SELECTED PASSAGE:

.....

GEP 8 — Refactor Piecewise Polynomials#

Author

Hans-Martin von Gaudecker

Status

Draft

Type

Standards Track

Created

2025-01-20

Resolution

Accepted

Abstract#

This GEP proposes refactoring the piecewise polynomial specification format to use interval notation inspired by the portion library. The new format will be more intuitive, eliminate the confusing “k intervals with k-1 cutoffs” pattern, and make boundary conditions (open/closed) explicit.

Motivation and Scope#

The current piecewise polynomial parameter format has several usability problems:

  1. Confusing interval/cutoff relationship: Users must specify k numbered intervals (0, 1, 2, …) with k-1 internal thresholds, plus explicit lower_threshold: -inf and upper_threshold: inf on the boundary intervals. This mental model is error-prone.

  2. Implicit boundary conditions: It’s unclear whether thresholds are inclusive or exclusive. For example, if interval 0 has upper_threshold: 100 and interval 1 starts at lower_threshold: 100, which interval does exactly 100 belong to?

  3. Verbose specification: Each interval requires manual numbering and redundant threshold specification (the upper threshold of interval k equals the lower threshold of interval k+1).

.....

DATA EXCERPT:

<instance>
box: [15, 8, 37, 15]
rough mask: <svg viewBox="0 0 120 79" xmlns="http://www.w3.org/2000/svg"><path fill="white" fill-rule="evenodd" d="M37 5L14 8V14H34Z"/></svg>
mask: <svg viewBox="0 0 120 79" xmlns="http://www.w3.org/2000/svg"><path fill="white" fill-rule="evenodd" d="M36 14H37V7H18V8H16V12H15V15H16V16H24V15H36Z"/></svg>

.....

ABOUT THIS EXERCISE: Continue the piecewise polynomial refactoring proposal from where it stops.

RESULT FOR THIS EXERCISE:
  4. Hard to read and maintain: The numbered intervals obscure the actual policy structure. Compare reading “interval 3 starts at 45” versus “the interval [45, 55) has value X”.

  5. Forced coverage of irrelevant domains: The current format requires specifying behavior for the entire real line, even when parameters are only meaningful for a subset (e.g., non-negative values for income or age).

  6. Unintuitive internal array shapes: The underlying implementation uses a rates array with shape (n_coefficients, n_intervals). This transposed layout is counter-intuitive compared to standard linear algebra conventions and makes manual inspection or construction of these arrays error-prone (see ttsim#5).

Scope: This GEP covers the YAML parameter format and the internal representation used by piecewise_polynomial(). It implies updating piecewise_polynomial() to support partial domains (returning NaN outside). It preserves the existing mathematical evaluation logic (polynomials evaluated on local coordinates relative to the interval start).

Usage and Impact#

Current Format (Before)#

parameter_behindertenpauschbetrag:
  type: piecewise_constant
  2021-01-01:
    0:
      lower_threshold: -inf
      intercept_at_lower_threshold: 0
    1:
      lower_threshold: 20
      intercept_at_lower_threshold: 384
    2:
      lower_threshold: 30
      intercept_at_lower_threshold: 620
    # ... more intervals ...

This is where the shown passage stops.